Raw data:

- Opening Delimiter -

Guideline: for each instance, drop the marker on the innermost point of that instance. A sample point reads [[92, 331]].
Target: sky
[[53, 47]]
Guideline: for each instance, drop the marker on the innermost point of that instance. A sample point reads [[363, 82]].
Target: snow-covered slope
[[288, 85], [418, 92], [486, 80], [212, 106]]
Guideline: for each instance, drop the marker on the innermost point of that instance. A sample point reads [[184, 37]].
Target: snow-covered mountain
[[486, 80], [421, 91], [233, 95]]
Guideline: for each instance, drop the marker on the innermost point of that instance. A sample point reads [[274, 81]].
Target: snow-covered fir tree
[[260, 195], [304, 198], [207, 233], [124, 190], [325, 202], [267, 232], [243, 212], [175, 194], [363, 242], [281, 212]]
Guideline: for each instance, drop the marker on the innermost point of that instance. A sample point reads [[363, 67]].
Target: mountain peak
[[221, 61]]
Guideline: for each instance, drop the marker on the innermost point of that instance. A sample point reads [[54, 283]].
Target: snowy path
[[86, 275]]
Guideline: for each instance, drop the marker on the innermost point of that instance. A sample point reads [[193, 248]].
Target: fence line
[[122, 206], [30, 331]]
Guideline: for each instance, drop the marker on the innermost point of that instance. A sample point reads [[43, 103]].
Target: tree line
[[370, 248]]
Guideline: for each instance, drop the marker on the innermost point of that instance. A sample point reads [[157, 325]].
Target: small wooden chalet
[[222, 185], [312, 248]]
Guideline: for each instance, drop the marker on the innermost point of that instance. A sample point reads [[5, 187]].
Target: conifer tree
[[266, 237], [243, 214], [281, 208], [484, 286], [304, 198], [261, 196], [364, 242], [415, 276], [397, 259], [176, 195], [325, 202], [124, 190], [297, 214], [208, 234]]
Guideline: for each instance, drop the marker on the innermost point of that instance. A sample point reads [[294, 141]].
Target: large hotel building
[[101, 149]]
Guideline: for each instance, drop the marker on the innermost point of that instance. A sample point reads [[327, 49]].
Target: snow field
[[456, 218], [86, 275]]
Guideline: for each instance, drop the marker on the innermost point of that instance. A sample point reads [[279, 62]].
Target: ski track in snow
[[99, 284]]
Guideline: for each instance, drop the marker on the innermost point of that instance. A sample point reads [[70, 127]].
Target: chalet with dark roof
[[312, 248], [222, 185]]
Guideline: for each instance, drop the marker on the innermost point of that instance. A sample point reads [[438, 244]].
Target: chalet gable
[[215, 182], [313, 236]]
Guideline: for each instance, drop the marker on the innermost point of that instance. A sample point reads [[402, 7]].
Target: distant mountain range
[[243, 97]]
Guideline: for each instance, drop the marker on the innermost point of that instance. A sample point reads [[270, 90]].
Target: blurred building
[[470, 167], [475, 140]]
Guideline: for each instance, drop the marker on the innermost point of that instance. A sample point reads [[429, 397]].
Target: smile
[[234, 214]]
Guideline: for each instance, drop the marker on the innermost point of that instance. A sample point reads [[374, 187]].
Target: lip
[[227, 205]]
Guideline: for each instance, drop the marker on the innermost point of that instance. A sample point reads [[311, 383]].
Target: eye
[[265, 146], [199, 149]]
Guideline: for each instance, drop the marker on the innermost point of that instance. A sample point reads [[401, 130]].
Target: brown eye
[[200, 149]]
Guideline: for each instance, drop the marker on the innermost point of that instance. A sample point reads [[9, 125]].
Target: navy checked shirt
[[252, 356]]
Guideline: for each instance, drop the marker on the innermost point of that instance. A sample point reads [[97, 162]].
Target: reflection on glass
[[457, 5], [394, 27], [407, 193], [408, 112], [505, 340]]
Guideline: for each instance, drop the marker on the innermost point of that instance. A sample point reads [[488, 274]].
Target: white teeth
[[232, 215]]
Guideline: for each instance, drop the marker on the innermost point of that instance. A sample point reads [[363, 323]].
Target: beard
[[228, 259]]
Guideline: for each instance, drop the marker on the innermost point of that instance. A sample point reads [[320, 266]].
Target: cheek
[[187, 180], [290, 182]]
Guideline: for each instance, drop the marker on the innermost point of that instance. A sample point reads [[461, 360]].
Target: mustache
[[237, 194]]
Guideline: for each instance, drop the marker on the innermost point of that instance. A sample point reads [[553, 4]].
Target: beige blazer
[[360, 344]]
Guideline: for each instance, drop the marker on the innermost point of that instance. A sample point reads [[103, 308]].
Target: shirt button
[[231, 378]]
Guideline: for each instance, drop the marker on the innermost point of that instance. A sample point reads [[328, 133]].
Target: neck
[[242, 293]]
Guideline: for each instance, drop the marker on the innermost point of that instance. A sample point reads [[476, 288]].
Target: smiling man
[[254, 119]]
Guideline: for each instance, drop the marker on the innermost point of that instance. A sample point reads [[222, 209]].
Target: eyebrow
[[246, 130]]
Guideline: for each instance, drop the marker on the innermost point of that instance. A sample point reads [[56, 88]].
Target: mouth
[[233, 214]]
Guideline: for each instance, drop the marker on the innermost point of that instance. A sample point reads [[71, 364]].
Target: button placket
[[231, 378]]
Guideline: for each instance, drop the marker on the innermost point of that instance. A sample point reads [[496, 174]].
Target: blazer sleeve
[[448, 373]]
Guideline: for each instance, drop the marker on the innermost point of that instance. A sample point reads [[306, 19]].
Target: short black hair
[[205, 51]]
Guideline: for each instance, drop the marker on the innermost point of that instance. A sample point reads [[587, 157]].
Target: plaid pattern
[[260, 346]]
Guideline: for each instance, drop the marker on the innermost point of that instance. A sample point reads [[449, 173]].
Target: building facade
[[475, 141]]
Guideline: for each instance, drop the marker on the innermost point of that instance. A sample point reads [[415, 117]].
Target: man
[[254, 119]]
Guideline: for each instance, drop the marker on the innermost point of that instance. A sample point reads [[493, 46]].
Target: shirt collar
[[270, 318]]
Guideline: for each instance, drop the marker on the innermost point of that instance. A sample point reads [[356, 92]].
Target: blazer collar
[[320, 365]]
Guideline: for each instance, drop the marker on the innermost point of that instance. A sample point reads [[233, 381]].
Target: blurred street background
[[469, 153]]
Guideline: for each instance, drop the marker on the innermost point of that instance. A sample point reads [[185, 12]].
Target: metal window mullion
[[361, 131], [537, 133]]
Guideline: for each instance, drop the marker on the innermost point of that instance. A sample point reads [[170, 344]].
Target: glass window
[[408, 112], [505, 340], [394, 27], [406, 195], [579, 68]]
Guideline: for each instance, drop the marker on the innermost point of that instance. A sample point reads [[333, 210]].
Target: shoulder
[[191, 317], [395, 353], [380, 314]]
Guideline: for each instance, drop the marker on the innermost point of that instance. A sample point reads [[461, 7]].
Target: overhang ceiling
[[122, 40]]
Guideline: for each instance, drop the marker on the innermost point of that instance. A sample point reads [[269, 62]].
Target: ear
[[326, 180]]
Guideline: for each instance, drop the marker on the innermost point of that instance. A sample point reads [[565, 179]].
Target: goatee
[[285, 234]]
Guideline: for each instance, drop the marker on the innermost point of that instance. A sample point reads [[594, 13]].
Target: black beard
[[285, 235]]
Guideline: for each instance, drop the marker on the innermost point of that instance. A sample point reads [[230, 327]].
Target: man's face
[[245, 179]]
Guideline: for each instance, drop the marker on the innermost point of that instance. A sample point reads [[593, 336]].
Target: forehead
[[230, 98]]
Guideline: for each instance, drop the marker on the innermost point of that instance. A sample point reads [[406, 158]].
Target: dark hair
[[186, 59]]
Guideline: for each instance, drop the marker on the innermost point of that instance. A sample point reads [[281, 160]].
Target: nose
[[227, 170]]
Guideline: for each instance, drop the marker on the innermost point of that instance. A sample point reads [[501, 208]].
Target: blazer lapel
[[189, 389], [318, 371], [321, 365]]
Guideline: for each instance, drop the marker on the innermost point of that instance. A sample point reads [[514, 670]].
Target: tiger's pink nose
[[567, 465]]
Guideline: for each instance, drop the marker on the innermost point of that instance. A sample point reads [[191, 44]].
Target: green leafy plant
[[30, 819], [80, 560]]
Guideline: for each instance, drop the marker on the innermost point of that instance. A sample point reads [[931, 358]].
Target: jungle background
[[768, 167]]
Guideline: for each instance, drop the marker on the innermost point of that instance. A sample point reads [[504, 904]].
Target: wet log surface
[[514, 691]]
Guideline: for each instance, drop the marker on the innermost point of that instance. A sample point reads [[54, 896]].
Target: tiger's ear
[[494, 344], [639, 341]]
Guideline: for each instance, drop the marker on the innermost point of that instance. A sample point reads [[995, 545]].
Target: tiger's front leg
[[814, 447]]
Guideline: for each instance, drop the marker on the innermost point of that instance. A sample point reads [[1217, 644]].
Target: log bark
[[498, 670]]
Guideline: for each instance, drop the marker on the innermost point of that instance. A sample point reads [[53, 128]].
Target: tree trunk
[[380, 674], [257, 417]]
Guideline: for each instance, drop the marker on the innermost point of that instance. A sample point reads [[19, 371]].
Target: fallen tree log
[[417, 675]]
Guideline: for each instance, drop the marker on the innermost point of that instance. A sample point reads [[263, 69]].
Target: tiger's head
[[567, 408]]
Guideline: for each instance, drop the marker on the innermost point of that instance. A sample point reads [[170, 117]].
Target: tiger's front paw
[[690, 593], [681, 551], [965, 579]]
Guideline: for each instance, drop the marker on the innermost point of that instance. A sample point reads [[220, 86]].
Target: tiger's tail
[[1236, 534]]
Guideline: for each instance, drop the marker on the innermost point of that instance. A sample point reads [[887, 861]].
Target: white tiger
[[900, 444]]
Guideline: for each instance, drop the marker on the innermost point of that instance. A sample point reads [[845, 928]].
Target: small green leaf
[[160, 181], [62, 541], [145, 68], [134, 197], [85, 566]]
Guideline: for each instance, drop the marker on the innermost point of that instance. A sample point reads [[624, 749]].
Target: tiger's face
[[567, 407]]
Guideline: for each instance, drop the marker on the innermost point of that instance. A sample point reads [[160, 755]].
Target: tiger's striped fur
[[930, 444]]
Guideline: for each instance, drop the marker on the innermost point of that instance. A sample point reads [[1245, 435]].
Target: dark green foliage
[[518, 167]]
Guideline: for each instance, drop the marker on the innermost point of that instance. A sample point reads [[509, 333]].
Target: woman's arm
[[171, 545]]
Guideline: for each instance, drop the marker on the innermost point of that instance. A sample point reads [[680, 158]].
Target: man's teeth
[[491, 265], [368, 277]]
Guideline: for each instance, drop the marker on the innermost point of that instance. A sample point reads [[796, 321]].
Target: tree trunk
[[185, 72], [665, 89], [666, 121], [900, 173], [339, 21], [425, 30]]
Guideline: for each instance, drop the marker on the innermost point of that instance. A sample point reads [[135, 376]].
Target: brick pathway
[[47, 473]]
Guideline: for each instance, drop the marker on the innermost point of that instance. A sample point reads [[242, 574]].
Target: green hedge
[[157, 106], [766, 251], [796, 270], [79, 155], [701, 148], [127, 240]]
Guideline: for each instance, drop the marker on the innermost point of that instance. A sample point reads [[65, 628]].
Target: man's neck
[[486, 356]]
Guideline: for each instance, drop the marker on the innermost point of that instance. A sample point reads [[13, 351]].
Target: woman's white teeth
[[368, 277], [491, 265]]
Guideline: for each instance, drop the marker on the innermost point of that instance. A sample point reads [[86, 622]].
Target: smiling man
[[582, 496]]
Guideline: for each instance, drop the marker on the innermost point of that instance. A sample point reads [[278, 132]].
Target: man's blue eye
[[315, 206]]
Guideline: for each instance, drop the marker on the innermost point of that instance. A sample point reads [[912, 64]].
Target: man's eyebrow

- Closing Delimiter -

What is expected: In the answer, give the lines from the first line of the data through the line with "reads [[363, 82]].", exactly as they appear and with no additions.

Result for this task:
Guideline: for each instance, drop the marker on the innermost point of that instance. A sample point reads [[92, 331]].
Target: sky
[[53, 47]]
Guideline: for each instance, drop the marker on the innermost point of that instance. A sample point reads [[363, 82]].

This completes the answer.